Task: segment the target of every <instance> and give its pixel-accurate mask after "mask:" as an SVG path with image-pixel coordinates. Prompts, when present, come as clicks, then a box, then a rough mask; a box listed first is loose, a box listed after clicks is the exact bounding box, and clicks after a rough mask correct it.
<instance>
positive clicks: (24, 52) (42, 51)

---

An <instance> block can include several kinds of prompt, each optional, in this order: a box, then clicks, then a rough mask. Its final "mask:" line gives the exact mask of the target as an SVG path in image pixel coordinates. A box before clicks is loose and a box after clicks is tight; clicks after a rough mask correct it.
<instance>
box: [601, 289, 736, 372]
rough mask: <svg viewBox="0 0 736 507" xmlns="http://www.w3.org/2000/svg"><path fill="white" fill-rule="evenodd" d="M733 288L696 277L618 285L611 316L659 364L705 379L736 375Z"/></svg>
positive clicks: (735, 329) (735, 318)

--

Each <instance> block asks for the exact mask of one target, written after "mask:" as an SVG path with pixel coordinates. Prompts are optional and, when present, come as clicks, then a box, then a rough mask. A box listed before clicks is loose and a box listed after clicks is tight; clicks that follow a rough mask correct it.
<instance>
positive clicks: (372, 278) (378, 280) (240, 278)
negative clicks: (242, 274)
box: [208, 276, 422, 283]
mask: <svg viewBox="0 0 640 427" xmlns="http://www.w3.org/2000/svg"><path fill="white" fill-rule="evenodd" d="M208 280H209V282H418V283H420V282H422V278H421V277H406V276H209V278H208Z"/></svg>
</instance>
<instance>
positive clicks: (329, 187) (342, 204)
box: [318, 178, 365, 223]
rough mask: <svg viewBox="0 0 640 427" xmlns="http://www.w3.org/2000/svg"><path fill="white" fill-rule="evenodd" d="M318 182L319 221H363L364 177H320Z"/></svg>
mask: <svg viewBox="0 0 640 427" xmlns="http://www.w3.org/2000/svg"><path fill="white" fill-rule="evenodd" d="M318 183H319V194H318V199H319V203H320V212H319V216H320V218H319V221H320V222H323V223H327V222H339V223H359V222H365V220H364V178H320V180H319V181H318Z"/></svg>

# [Instructions for the task]
Retype everything from the line containing "Task: segment the" down to the line containing "positive clicks: (24, 52) (42, 51)", both included, with no changes.

# [Result of this task]
Task: segment the target of every <instance> and give its pixel-accurate mask after "mask:" as an SVG path with image-pixel coordinates. Prompts, when present, come as clicks, then a box, then a rough mask; a box listed first is loose, a box listed after clicks is the exact bounding box, and clicks after a rough mask correct it.
<instance>
positive clicks: (24, 52) (42, 51)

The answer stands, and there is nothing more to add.